══ Приведенный текст ══

Перевод Антона Ильинского
Опубликовано в журнале Иностранная литература, номер 6, 2015
Самое долгое путешествие
“Гарри Поттер и дары смерти: часть 2”
В концовке
фильма “Гарри Поттер и дары смерти: часть 2” храбрый Гарри (Дэниел
Рэдклифф) и его заклятый враг Лорд Волдеморт (Рейф Файнс), сойдясь лицом к лицу в Хогвартсе,
сражаются своими волшебными палочками на лестницах, в темных залах и внутренних
дворах замка; волшебные смертоносные лучи молниями летят в разные стороны. Ради
этой схватки мы смотрели предыдущие семь серий. Гарри уже не милый мальчик с
ясным взором и простодушной улыбкой — теперь это суровый юноша, жаждущий крови.
У злобного Волдеморта
змеиное лицо — без носа, с глазами-щелками: можно подумать, его обработали
пескоструйным аппаратом на нью-йоркской стройке. Их дуэль — подходящее
завершение популярной эпопеи, растянувшейся у Джоан Роулинг на семь томов (в
общей сложности четыре тысячи двести страниц), а затем в кино-формате на восемь
серий (почти двадцать часов экранного времени). Кроме всего прочего, этот
сериал — один из величайших финансовых феноменов в истории массовой культуры.
Франшиза собрала в кинотеатрах по всему миру, учитывая и приблизительные сборы
за последнюю серию, которая все еще в широком прокате[1],
более семи миллиардов долларов — сумму, которую телевидение, DVD и видеопрокат
наверняка утроят. В этих восьми фильмах были задействованы
все британские плотники, мастера по работе с папье-маше и художники
компьютерной графики — кроме тех, кто сидел в тюрьме или прятался специально, —
и все без исключения хорошие актеры, не связанные обязательствами с бирмингемским или блэкпулским
театром, бесконечно гастролирующими по центральным графствам со спектаклем “Как
важно быть серьезным”. Десять миллионов детей, включая моих сыновей,
выросли вместе с Гарри Поттером, порой напоминавшим родственника, приехавшего к
нам погостить. Неплохое было время. Слава Богу, оно закончилось.
“Дары смерти:
часть 2” — батальное кино. Зловещее, дышащее смертью —
эдакая “Гибель богов” для восьмилеток. Художник Стюарт Крейг
избрал основными цветами фильма серый и черный, и в этом есть свое мрачное
очарование. Волдеморт с полчищами
Пожирателей смерти осаждают Хогвартс, и к концу
фильма замок напоминает старинный кафедральный собор после бомбардировки во время
Второй мировой войны. Безоблачное начало эпопеи, когда Гарри выбирает
подходящую волшебную палочку в лондонском магазине, как мальчик, поступающий в
Итон, — костюм, теперь кажется страшно далеким. Суть мастерства Роулинг — в ее
фирменной магии: на страницах бесхитростного, доступного повествования
невероятные вещи происходят просто и буднично, будто так и должно быть. Юные
читатели легко нырнули в придуманный Роулинг мир, словно в разношенный свитер
или набегающую волну. Ее герой, изначально отмеченный как избранный, — частично
Иисус, частично Зигфрид, а частично (что наиболее приятно) — милый и отважный
Гарри, волшебник и простой парень. По мере взросления он обнаруживает, как,
впрочем, и читатели Роулинг, что мир волшебства и магии раздираем заговорами,
интригами и предательством. И этим мало отличается от взрослого мира политики.

═══

Формулировка задания
Определите, согласуются ли с приведенным выше текстом о фильме «Гарри Поттер и дары смерти: часть 2» утверждения (а), (б) и (в), и для каждого ответьте «да» или «нет», дословно приведя решающие слова текста. (а) Эпопея Роулинг растянулась на семь томов общим объемом четыре тысячи двести страниц. (б) Художник Стюарт Крейг сделал основными цветами фильма красный и золотой. (в) Франшиза собрала в кинотеатрах по всему миру менее пяти миллиардов долларов.

══ Исходные данные ══

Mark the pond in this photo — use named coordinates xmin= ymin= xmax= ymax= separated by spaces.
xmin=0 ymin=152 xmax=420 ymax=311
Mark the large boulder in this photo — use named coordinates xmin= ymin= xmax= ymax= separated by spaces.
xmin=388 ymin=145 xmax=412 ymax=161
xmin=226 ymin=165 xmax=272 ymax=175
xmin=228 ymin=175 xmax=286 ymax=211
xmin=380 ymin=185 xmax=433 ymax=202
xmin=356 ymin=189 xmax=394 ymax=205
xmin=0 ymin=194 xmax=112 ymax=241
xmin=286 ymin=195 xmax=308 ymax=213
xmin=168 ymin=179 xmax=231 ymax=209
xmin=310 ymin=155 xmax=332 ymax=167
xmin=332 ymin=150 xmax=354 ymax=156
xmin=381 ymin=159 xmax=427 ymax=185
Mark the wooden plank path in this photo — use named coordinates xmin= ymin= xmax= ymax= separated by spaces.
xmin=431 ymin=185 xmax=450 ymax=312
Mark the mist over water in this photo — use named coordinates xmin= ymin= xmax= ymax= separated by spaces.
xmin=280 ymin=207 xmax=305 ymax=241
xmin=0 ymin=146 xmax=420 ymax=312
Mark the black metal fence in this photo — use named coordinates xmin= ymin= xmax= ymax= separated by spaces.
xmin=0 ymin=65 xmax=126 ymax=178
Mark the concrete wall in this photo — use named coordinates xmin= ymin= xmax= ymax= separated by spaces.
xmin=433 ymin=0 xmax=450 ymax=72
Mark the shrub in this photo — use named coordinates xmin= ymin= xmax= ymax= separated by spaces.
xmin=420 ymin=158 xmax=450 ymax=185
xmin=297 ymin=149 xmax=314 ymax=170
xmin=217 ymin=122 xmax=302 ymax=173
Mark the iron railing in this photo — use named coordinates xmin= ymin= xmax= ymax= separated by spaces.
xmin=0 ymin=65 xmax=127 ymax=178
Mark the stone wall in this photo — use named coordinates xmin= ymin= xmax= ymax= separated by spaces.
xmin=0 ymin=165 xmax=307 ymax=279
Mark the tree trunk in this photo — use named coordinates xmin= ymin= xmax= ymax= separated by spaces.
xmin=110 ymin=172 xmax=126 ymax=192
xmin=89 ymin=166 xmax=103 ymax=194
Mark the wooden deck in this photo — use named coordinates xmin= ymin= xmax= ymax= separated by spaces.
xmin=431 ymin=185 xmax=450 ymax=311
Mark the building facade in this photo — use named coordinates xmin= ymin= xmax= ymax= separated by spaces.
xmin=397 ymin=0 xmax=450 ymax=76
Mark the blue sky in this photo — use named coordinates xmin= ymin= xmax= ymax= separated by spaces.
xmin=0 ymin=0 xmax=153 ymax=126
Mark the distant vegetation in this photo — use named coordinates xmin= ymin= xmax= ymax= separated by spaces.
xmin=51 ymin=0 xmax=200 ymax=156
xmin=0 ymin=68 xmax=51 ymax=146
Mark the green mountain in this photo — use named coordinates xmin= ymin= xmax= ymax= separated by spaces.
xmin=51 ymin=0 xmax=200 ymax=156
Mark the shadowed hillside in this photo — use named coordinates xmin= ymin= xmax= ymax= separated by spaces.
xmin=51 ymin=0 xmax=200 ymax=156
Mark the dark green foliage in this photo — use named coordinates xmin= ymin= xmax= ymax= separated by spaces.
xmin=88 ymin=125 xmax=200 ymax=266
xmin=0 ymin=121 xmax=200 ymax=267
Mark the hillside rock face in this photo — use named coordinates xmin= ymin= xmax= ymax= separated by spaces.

═══

Результат выполнения
(а) Да: «растянувшейся у Джоан Роулинг на семь томов (в общей сложности четыре тысячи двести страниц)».
(б) Нет: «Художник Стюарт Крейг избрал основными цветами фильма серый и черный».
(в) Нет: «более семи миллиардов долларов».